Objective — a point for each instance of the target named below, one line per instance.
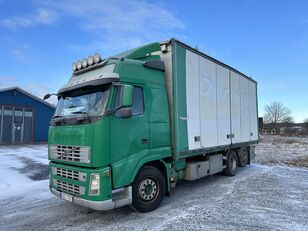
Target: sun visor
(81, 81)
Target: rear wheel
(243, 157)
(231, 163)
(149, 189)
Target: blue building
(24, 118)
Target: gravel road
(258, 198)
(267, 195)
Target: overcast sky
(265, 39)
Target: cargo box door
(208, 103)
(192, 100)
(235, 108)
(245, 121)
(223, 106)
(253, 115)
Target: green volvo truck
(129, 127)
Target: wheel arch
(159, 164)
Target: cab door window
(138, 102)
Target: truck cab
(112, 117)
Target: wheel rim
(148, 189)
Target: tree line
(276, 112)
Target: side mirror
(124, 112)
(127, 96)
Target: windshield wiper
(86, 115)
(57, 118)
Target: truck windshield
(92, 103)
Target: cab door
(129, 137)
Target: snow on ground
(273, 150)
(271, 196)
(22, 169)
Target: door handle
(144, 141)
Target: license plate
(67, 197)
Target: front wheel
(149, 188)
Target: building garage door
(16, 124)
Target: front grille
(69, 188)
(75, 154)
(70, 174)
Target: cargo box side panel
(179, 99)
(235, 108)
(193, 100)
(208, 103)
(253, 113)
(223, 106)
(245, 118)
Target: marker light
(97, 58)
(74, 67)
(90, 60)
(84, 63)
(79, 65)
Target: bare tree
(276, 112)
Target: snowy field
(270, 194)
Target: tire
(243, 157)
(231, 164)
(149, 189)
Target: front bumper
(121, 197)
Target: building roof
(28, 94)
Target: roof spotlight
(79, 65)
(97, 58)
(74, 67)
(84, 63)
(90, 60)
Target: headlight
(94, 184)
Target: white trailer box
(212, 105)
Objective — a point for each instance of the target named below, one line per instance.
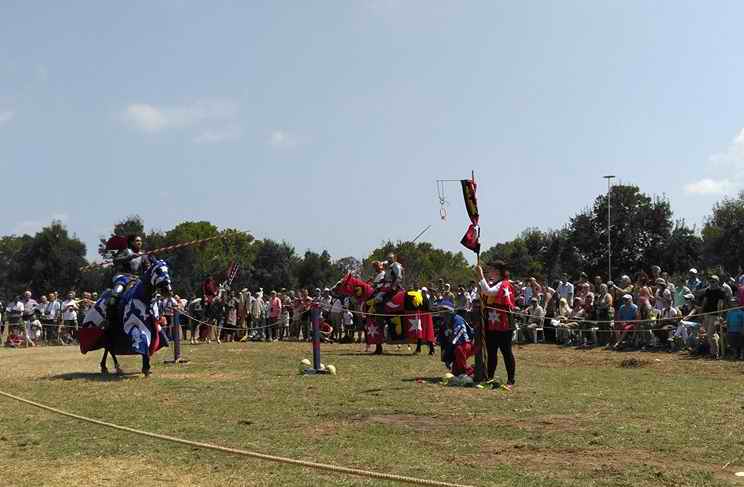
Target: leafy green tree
(422, 263)
(51, 260)
(349, 264)
(274, 266)
(317, 270)
(10, 249)
(641, 226)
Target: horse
(399, 313)
(137, 331)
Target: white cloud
(729, 163)
(145, 117)
(213, 136)
(31, 227)
(42, 73)
(734, 154)
(281, 139)
(6, 117)
(709, 186)
(154, 118)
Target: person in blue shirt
(626, 319)
(735, 332)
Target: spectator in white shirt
(566, 289)
(70, 309)
(30, 306)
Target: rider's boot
(111, 311)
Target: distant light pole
(609, 239)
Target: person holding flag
(498, 329)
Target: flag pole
(480, 355)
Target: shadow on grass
(95, 376)
(422, 380)
(367, 354)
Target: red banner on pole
(471, 240)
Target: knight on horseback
(128, 266)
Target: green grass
(575, 418)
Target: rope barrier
(581, 320)
(260, 456)
(107, 263)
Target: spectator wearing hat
(499, 329)
(566, 289)
(627, 318)
(714, 299)
(667, 321)
(275, 315)
(535, 319)
(735, 331)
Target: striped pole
(315, 316)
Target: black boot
(112, 312)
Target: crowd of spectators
(652, 312)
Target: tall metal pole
(609, 226)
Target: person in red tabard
(499, 304)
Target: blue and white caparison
(138, 310)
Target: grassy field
(575, 418)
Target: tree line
(644, 233)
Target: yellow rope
(260, 456)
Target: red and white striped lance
(107, 263)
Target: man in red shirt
(498, 335)
(275, 314)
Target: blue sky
(326, 123)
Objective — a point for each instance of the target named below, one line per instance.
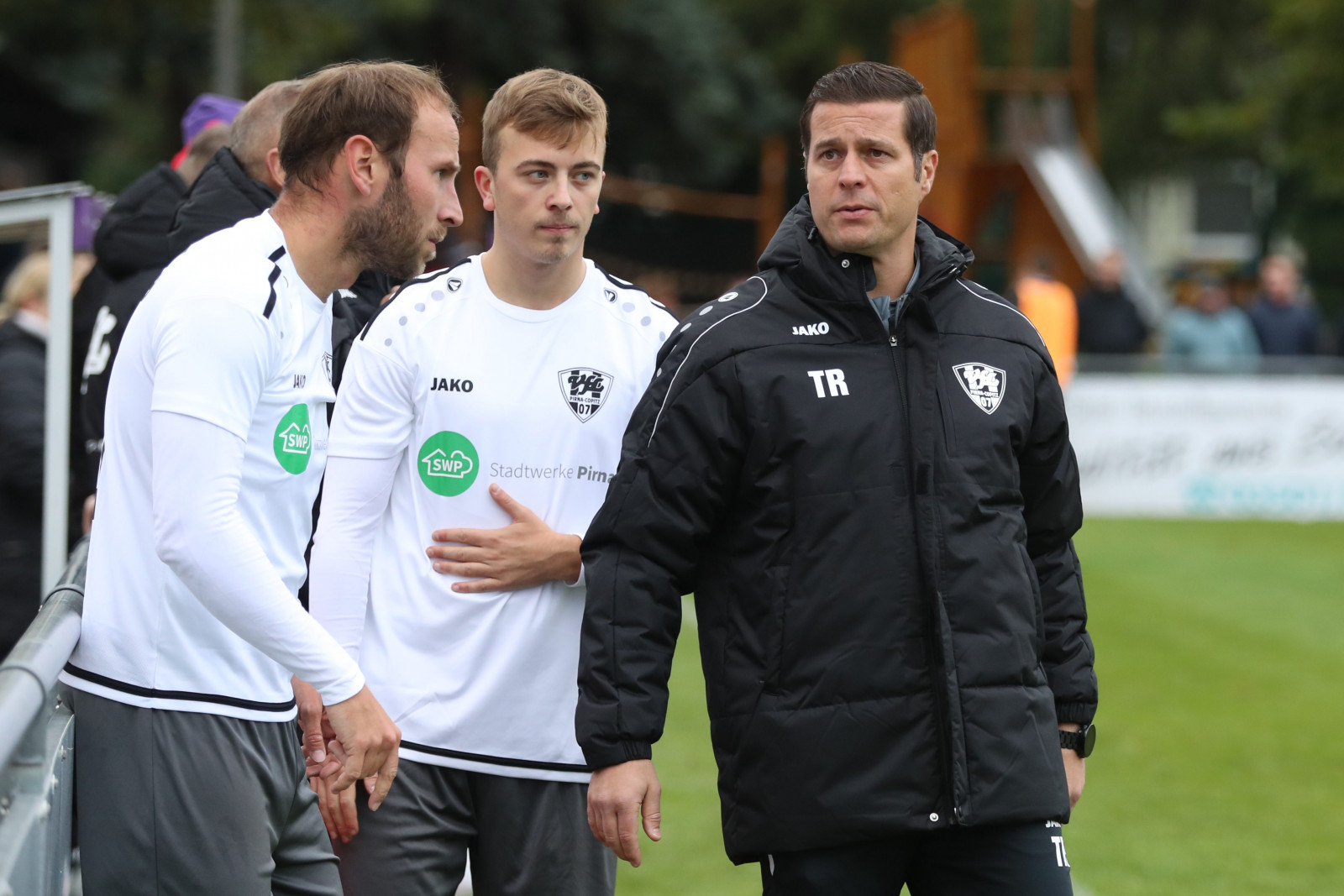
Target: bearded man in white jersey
(194, 647)
(515, 369)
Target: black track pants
(1003, 860)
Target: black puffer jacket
(132, 249)
(877, 530)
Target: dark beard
(387, 237)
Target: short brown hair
(376, 100)
(544, 103)
(875, 82)
(259, 123)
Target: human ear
(273, 167)
(363, 164)
(927, 165)
(486, 186)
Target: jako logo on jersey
(448, 464)
(295, 439)
(585, 390)
(983, 383)
(833, 382)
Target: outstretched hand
(365, 746)
(620, 799)
(522, 555)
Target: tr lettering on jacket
(830, 382)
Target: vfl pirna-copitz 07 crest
(585, 390)
(983, 383)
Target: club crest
(585, 390)
(983, 383)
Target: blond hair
(544, 103)
(29, 280)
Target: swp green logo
(448, 464)
(295, 439)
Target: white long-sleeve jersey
(215, 446)
(447, 391)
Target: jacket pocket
(776, 625)
(949, 421)
(1030, 570)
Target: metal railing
(37, 745)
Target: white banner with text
(1210, 446)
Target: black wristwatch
(1081, 741)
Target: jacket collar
(799, 254)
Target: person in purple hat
(206, 110)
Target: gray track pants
(195, 805)
(526, 837)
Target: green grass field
(1221, 762)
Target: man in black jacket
(875, 515)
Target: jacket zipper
(936, 622)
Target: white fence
(1210, 446)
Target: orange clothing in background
(1052, 307)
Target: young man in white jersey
(190, 778)
(515, 369)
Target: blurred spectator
(1052, 308)
(242, 181)
(132, 249)
(24, 369)
(244, 177)
(1213, 336)
(1108, 322)
(1284, 317)
(207, 110)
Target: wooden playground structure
(988, 192)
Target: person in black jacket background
(859, 463)
(160, 215)
(132, 250)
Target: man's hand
(1075, 768)
(311, 723)
(338, 809)
(365, 746)
(524, 553)
(618, 799)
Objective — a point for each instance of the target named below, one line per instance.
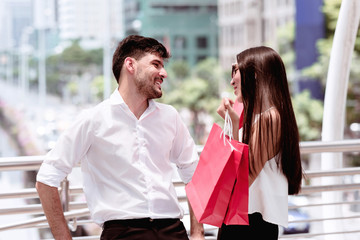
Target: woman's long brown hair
(264, 83)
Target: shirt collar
(116, 99)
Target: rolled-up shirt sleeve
(184, 152)
(70, 148)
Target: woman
(260, 82)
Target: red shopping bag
(237, 213)
(212, 184)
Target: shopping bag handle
(227, 129)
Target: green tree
(309, 114)
(198, 92)
(331, 9)
(71, 64)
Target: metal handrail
(79, 209)
(347, 145)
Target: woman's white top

- [Problem]:
Retype all the records shown above, character for character. Omit every picture.

- [Completed exercise]:
Objective — a point for each instance of the target named below, one line per instance.
Target: sun visor
(81, 81)
Target: rear wheel
(243, 157)
(231, 163)
(149, 189)
Target: blue building
(24, 118)
Target: gravel road
(258, 198)
(267, 195)
Target: overcast sky
(265, 39)
Target: cargo box door
(208, 103)
(192, 100)
(235, 108)
(245, 121)
(223, 106)
(253, 115)
Target: green volvo truck
(129, 127)
Target: wheel arch
(159, 164)
Target: cab door window
(138, 102)
Target: truck cab
(112, 117)
Target: wheel rim
(148, 189)
Target: tree line
(276, 112)
Target: side mirror
(124, 112)
(127, 96)
Target: windshield wiper
(86, 115)
(57, 118)
Target: truck windshield
(92, 103)
Target: cab door
(129, 137)
Target: snow on ground
(273, 150)
(271, 196)
(22, 169)
Target: door handle
(144, 141)
Target: license plate
(67, 197)
Target: front wheel
(149, 188)
Target: building garage door
(16, 124)
Target: front grille
(69, 188)
(75, 154)
(70, 174)
Target: cargo box side panel
(179, 99)
(235, 108)
(193, 100)
(208, 103)
(253, 113)
(223, 106)
(245, 118)
Target: marker light
(97, 58)
(74, 67)
(90, 60)
(84, 63)
(79, 65)
Target: bare tree
(276, 112)
Target: snowy field
(270, 194)
Target: tire
(243, 157)
(231, 164)
(149, 189)
Target: front bumper
(121, 197)
Target: building roof
(28, 94)
Target: roof spotlight
(79, 65)
(97, 58)
(74, 67)
(84, 63)
(90, 60)
Target: headlight
(94, 184)
Target: white trailer box
(212, 105)
Objective — a point for each instance of the target named below, one line per instance.
Target: leafy green tree
(422, 263)
(51, 260)
(349, 264)
(274, 266)
(317, 270)
(10, 249)
(641, 226)
Target: horse
(399, 313)
(137, 331)
Target: white cloud
(729, 163)
(145, 117)
(213, 136)
(31, 227)
(42, 73)
(734, 154)
(281, 139)
(6, 117)
(709, 186)
(154, 118)
Target: person in blue shirt
(626, 319)
(735, 332)
Target: spectator in white shirt
(566, 289)
(70, 309)
(30, 306)
Target: rider's boot
(111, 311)
Target: distant light pole
(609, 239)
Target: person holding flag
(498, 329)
Target: flag pole
(480, 355)
Target: shadow on grass
(95, 376)
(422, 380)
(367, 354)
Target: red banner on pole
(471, 240)
Target: knight on horseback
(128, 266)
Target: green grass
(575, 418)
Target: rope barrier
(581, 320)
(260, 456)
(107, 263)
Target: spectator wearing hat
(499, 329)
(566, 289)
(627, 318)
(714, 299)
(667, 321)
(275, 315)
(535, 319)
(735, 331)
Target: striped pole
(315, 316)
Target: black boot
(112, 312)
Target: crowd of spectators
(652, 312)
Target: tall metal pole
(609, 226)
Target: person in red tabard
(499, 304)
Target: blue and white caparison
(138, 310)
Target: grassy field
(575, 418)
Target: tree line
(644, 233)
Target: yellow rope
(260, 456)
Target: red and white striped lance
(107, 263)
Target: man in red shirt
(498, 335)
(275, 314)
Target: blue sky
(326, 123)
Objective — a point for each instance of the target named below, one line per instance.
Target: bearded man in white jersey
(194, 647)
(515, 369)
Target: black track pants
(1003, 860)
Target: black puffer jacket
(132, 249)
(877, 530)
Target: dark beard
(387, 237)
Target: short brown hair
(376, 100)
(544, 103)
(875, 82)
(259, 123)
Target: human ear
(273, 167)
(363, 164)
(927, 165)
(486, 186)
Target: jako logo on jersey
(448, 464)
(295, 439)
(585, 390)
(983, 383)
(833, 382)
Target: outstretched hand
(365, 746)
(620, 799)
(522, 555)
Target: tr lettering on jacket
(830, 382)
Target: vfl pirna-copitz 07 crest
(585, 390)
(983, 383)
Target: club crest
(585, 390)
(983, 383)
Target: blond hair
(544, 103)
(29, 280)
Target: swp green logo
(448, 464)
(295, 439)
Target: white long-sleeve jersey
(215, 446)
(447, 391)
Target: jacket pocket
(776, 625)
(949, 421)
(1030, 570)
Target: metal railing
(37, 745)
Target: white banner with text
(1210, 446)
Target: black wristwatch
(1081, 741)
Target: jacket collar
(799, 254)
Target: person in purple hat
(206, 110)
Target: gray track pants
(195, 805)
(526, 837)
Target: green grass field
(1221, 762)
Target: man in black jacket
(875, 515)
Target: jacket zipper
(936, 622)
Target: white fence
(1210, 446)
Target: orange clothing in background
(1052, 307)
Target: young man in white jersey
(190, 778)
(515, 369)
Target: blurred spectator
(1052, 308)
(242, 181)
(132, 249)
(24, 369)
(244, 177)
(1213, 336)
(1108, 322)
(1284, 317)
(207, 110)
Target: wooden playground structure
(988, 192)
Target: person in black jacket background
(859, 463)
(160, 215)
(132, 250)
Target: man's hand
(1075, 768)
(311, 723)
(338, 809)
(365, 746)
(524, 553)
(618, 799)
Objective — a point for each instance of the target named below, one line per instance.
Target: woman's long brown hair
(264, 83)
Target: shirt collar
(116, 99)
Target: rolled-up shirt sleeve
(184, 152)
(70, 148)
Target: woman
(260, 82)
Target: red shopping bag
(237, 213)
(212, 184)
Target: shopping bag handle
(227, 129)
Target: green tree
(309, 114)
(198, 92)
(331, 9)
(71, 64)
Target: metal handrail
(79, 209)
(347, 145)
Target: woman's white top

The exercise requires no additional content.